**Document extract**
┏━━

Grin... Come on Thumpy... if you are going to be a list heretic you
have to do better then this. You seem to be lacking knowledge as to how
to figure downbearing and how to calculate how rib strengths This
kinda puts you at a disadvantage in your task. You HAVE been following
these discussions on soundboard construction yes ? A couple comments
interspersed below to perhaps help get you started.
> jobs you can easily experiment with then I'd say
> renew the glue joint
> between ribs and soundboard, f
What do you mean by that ? Dribble thin CA along
them, and watch it soak in ???
No... I mean re-glue the ribs to the soundboard where they have
separated.... before doing anything else since you already have the
panel dried and jacked up.
Figure how much new
> support you think you
> need from rib extenders and make them to appropriate
> dimensions,
And how do I figure that ? I was just thinking more in
terms of increased crown/ dowbearing, created by
laminating maybe a 3/16 strip to the back of the
current ribs. How can I be more scientifical about
determining its actual dimensions ?
Grin... is this a serious question ? How can you be more scientific
then slapping on a 3/16 strip to the back of the current ribs ? I think
the question is rather how can you be less scientific here... come on...
you're pulling the proverbial leg here yes ?
jack up
> the soundboard a bit and glue them on.
Well, that's one of the fun parts about this system. A
hardwood board is screwed along the back of the piano,
with threaded inserts right above where the ribs cross
the cracks. Bolts are screwed through it to really
jack the board up, RIGHT UNDER the crack being worked
on, and then it's moved to the next crack. When gluing
laminations to the spine of the extant ribs, these
"board and bolt" jigs would work terrifically, to
REALLY jack the board up in a bowed-out condition,
while the glue cures, and then when it's
removed-presto! - You've got a board with lots of
bearing and crown ! ( And I still like the bamboo
skewer idea, to make double extra sure nothing ever
"slides" ! They're quite strong, only 1/8" diameter,
and already have "fluting ". )
These are part of the recrowning system your mate told you about ?
Gluing rib extenders on in the way I think you just described would be
essentially the same thing as pressing a panel into a curved caul... the
the basic premise is good ... if I understand you correctly.
My only concern would be in putting TOO MUCH crown, or
stifness, into the board, thereby wrecking the tone in
some way ? Is that a reasonable fear ??? How do I
calculate "how much " ? I would imagine, with ribs
thus laminated, they'd keep a lot of their arc, once
the jig was removed. ( As long as the glue cured fully
. ) And that they'd be more resitant to downweard
deflection. ( My 1899 Knabe has laminated ribs, and
plenty of crown, still ! )
Its not about crown... its about crown support... crown strength... load
bearing ability... whatever you want to call it... and about how much
you load the darn thing to begin with.
Since you no doubt have this thing strung
> down and the plate off
> you should be able to get a very reasonable
> estimation of the
> re-finished assembly strength.
Yeah ? Like how ? I'm totally "in the dark' as to
what you're talking about doing here. ( Sorry. )

┗━━

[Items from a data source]
┏━━

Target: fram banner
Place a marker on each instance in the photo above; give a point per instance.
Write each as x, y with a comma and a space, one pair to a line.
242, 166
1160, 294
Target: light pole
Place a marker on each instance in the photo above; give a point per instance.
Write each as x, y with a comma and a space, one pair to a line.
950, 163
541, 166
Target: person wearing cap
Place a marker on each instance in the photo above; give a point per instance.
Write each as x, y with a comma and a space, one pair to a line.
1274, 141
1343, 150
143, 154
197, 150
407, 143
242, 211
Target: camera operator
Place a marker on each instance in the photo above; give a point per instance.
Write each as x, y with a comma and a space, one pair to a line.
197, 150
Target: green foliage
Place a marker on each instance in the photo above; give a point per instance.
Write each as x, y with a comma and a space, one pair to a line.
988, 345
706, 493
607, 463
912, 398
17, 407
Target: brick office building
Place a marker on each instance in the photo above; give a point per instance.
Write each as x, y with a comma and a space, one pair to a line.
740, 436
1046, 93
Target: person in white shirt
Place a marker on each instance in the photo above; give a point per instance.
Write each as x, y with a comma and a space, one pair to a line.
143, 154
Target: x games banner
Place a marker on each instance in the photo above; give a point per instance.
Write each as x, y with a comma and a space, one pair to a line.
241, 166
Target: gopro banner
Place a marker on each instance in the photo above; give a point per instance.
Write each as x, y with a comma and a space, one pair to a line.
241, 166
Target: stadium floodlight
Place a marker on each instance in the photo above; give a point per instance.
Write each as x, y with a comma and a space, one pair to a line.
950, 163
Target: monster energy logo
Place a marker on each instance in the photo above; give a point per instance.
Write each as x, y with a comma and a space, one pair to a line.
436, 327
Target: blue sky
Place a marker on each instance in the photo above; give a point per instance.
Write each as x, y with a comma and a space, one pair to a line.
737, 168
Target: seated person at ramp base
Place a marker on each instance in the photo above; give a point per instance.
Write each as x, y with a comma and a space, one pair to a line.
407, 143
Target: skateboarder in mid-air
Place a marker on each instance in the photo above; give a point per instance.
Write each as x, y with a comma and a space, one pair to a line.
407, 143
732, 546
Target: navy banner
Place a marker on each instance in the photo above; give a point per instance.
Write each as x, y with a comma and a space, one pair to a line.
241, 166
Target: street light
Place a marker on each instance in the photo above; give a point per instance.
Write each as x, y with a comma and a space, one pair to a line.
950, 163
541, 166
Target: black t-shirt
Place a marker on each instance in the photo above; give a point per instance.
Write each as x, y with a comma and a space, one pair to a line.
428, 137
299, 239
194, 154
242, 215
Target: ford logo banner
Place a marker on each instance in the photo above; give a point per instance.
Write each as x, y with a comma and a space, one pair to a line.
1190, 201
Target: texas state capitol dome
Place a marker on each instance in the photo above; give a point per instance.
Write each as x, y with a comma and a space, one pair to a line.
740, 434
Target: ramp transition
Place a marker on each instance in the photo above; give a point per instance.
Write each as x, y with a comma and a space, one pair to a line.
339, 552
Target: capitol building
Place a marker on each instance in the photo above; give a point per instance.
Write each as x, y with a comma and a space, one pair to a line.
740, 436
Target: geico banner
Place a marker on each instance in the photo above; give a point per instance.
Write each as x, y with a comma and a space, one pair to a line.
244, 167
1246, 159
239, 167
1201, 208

┗━━

**Tasks for this exercise**
1. List each distinct number that appears in the soundboard discussion.
2. Output the entries as a numbered list, beginning at the line that contains "Target: capitol building" and continuing through the final line of the entries.

**Solutions to the tasks**
1.
3/16
1/8
1899

2.
1. Target: capitol building
2. Place a marker on each instance in the photo above; give a point per instance.
3. Write each as x, y with a comma and a space, one pair to a line.
4. 740, 436
5. Target: geico banner
6. Place a marker on each instance in the photo above; give a point per instance.
7. Write each as x, y with a comma and a space, one pair to a line.
8. 244, 167
9. 1246, 159
10. 239, 167
11. 1201, 208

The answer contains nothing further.